## The problem
Gather every line in the rows below that contains the word "white" and copy each one unchanged.

## Excerpts from labeled region data
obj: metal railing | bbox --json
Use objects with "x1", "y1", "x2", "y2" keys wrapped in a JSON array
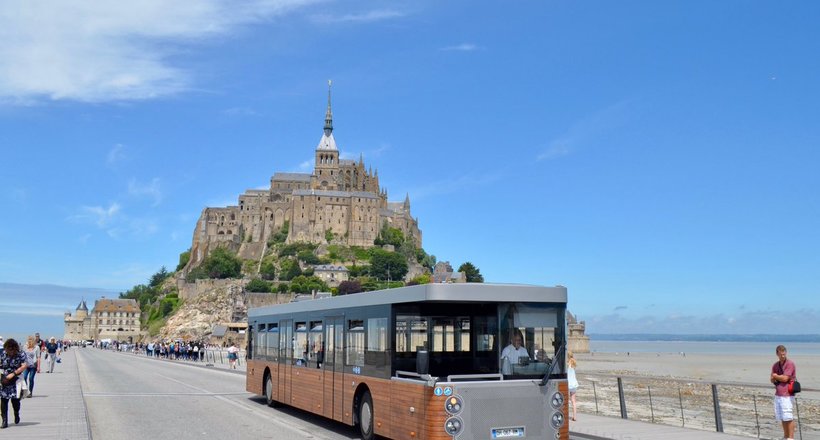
[{"x1": 576, "y1": 374, "x2": 820, "y2": 440}]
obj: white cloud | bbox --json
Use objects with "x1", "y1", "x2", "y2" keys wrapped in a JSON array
[
  {"x1": 535, "y1": 100, "x2": 631, "y2": 161},
  {"x1": 585, "y1": 309, "x2": 820, "y2": 334},
  {"x1": 105, "y1": 144, "x2": 128, "y2": 166},
  {"x1": 311, "y1": 10, "x2": 406, "y2": 23},
  {"x1": 222, "y1": 107, "x2": 259, "y2": 117},
  {"x1": 439, "y1": 43, "x2": 478, "y2": 52},
  {"x1": 69, "y1": 202, "x2": 121, "y2": 228},
  {"x1": 0, "y1": 0, "x2": 314, "y2": 105},
  {"x1": 409, "y1": 172, "x2": 503, "y2": 200},
  {"x1": 128, "y1": 177, "x2": 162, "y2": 206}
]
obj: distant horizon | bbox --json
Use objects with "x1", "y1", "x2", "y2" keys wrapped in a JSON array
[{"x1": 587, "y1": 333, "x2": 820, "y2": 343}]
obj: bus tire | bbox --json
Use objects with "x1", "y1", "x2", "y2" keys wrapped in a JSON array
[
  {"x1": 265, "y1": 374, "x2": 277, "y2": 407},
  {"x1": 359, "y1": 391, "x2": 376, "y2": 440}
]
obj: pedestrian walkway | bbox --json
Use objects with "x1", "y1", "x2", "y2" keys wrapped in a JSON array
[
  {"x1": 10, "y1": 348, "x2": 91, "y2": 440},
  {"x1": 569, "y1": 413, "x2": 749, "y2": 440}
]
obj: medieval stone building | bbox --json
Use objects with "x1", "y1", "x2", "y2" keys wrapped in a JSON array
[
  {"x1": 187, "y1": 82, "x2": 421, "y2": 269},
  {"x1": 63, "y1": 298, "x2": 143, "y2": 342}
]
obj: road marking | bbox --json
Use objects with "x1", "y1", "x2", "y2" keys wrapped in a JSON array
[
  {"x1": 157, "y1": 374, "x2": 331, "y2": 440},
  {"x1": 85, "y1": 392, "x2": 253, "y2": 397}
]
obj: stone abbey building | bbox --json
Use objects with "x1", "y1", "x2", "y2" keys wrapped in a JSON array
[
  {"x1": 63, "y1": 298, "x2": 144, "y2": 342},
  {"x1": 186, "y1": 82, "x2": 421, "y2": 269}
]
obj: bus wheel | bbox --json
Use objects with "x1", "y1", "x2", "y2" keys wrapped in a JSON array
[
  {"x1": 359, "y1": 391, "x2": 376, "y2": 440},
  {"x1": 265, "y1": 374, "x2": 276, "y2": 406}
]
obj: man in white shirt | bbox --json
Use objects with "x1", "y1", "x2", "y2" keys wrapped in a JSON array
[{"x1": 501, "y1": 330, "x2": 530, "y2": 374}]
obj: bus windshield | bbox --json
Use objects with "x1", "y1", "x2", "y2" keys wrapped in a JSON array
[{"x1": 393, "y1": 302, "x2": 566, "y2": 379}]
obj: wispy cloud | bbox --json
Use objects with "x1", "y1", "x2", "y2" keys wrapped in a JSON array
[
  {"x1": 222, "y1": 107, "x2": 259, "y2": 117},
  {"x1": 439, "y1": 43, "x2": 478, "y2": 52},
  {"x1": 586, "y1": 309, "x2": 820, "y2": 334},
  {"x1": 0, "y1": 0, "x2": 314, "y2": 105},
  {"x1": 311, "y1": 9, "x2": 406, "y2": 23},
  {"x1": 68, "y1": 202, "x2": 121, "y2": 228},
  {"x1": 409, "y1": 172, "x2": 504, "y2": 200},
  {"x1": 128, "y1": 177, "x2": 162, "y2": 206},
  {"x1": 105, "y1": 144, "x2": 128, "y2": 167},
  {"x1": 535, "y1": 100, "x2": 632, "y2": 161}
]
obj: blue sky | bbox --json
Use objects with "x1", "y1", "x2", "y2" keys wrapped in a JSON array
[{"x1": 0, "y1": 0, "x2": 820, "y2": 333}]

## Exercise answer
obj: white cloud | bbox --json
obj: man in white shirt | bbox --json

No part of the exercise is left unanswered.